*Entries shown*
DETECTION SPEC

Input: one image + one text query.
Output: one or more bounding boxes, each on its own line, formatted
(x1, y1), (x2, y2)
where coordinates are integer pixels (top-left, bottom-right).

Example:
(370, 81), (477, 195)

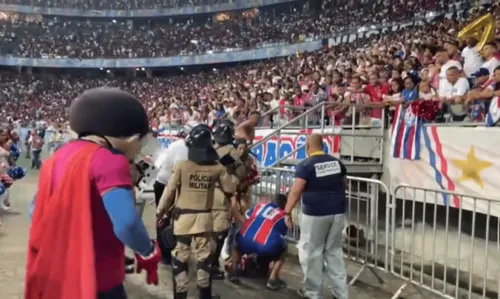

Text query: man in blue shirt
(230, 194), (287, 290)
(285, 134), (348, 299)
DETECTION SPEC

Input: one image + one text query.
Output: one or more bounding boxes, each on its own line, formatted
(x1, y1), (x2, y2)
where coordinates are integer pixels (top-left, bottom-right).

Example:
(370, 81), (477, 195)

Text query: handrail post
(319, 102), (325, 135)
(350, 106), (357, 163)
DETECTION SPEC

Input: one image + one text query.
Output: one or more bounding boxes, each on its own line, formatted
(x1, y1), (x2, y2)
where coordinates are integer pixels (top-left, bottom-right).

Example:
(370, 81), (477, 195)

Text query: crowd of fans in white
(0, 0), (437, 58)
(0, 0), (234, 10)
(0, 1), (500, 133)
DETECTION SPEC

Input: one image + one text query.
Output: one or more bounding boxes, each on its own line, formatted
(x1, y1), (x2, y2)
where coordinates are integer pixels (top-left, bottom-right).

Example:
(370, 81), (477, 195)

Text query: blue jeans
(97, 285), (127, 299)
(31, 149), (42, 169)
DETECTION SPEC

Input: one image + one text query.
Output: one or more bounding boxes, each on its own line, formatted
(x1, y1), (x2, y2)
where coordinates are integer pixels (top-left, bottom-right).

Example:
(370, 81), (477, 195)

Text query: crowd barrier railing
(252, 167), (392, 285)
(0, 12), (448, 69)
(390, 185), (500, 299)
(0, 0), (294, 18)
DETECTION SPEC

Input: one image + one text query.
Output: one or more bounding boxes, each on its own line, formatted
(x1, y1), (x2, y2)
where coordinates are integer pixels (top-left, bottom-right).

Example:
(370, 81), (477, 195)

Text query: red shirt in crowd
(293, 93), (309, 106)
(365, 83), (390, 118)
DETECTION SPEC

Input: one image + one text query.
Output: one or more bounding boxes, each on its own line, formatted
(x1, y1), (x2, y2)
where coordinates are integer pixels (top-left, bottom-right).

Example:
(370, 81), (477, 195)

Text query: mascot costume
(24, 88), (161, 299)
(0, 130), (26, 210)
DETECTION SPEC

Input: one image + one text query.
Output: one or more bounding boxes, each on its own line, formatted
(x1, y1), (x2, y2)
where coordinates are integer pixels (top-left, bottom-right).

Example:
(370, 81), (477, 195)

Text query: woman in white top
(418, 81), (437, 100)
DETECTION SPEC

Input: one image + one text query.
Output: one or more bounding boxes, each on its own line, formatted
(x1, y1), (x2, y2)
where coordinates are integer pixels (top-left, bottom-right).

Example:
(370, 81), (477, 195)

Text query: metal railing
(390, 185), (500, 299)
(252, 167), (392, 285)
(252, 167), (500, 299)
(251, 102), (385, 167)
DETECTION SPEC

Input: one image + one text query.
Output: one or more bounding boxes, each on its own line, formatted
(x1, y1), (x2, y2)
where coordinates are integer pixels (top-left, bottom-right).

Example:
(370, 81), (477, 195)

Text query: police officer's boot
(210, 265), (226, 280)
(174, 292), (187, 299)
(198, 285), (220, 299)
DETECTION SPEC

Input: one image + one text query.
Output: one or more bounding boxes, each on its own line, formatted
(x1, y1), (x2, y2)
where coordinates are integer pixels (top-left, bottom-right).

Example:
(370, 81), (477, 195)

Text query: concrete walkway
(0, 156), (446, 299)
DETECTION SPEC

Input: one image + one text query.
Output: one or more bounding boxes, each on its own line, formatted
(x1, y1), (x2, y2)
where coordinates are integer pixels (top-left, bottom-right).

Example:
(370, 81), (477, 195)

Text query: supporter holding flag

*Required work*
Quote the records verbatim from their start up to and including the line with "(0, 1), (500, 133)". Leave the pictures out of your answer.

*Output of the exercise*
DETECTION SPEC

Input: one image + one text query.
Output: one or more bounding boxes, each on its own line, formatted
(x1, y1), (x2, y2)
where coordinates are integer pixels (top-left, bottom-right).

Example:
(370, 81), (477, 195)


Text query: man in blue shirt
(230, 194), (287, 290)
(285, 134), (348, 299)
DETECTION SPEC

Input: one image + one text query.
Output: one or more bounding boxes, each on its own line, formatted
(x1, y1), (x2, y2)
where coordinates are integer pixels (top-left, bottom-right).

Example:
(370, 81), (477, 195)

Text query: handrail post
(319, 102), (325, 135)
(350, 106), (357, 163)
DETECTION SPEC

Input: one image + one text query.
Output: one or more bounding boxes, each on its own line, formatted
(x1, y1), (x2, y2)
where coordinates are integer pixels (top-left, bottom-right).

Example:
(370, 81), (477, 195)

Text query: crowd of fans in white
(0, 0), (437, 58)
(0, 0), (234, 10)
(0, 1), (500, 133)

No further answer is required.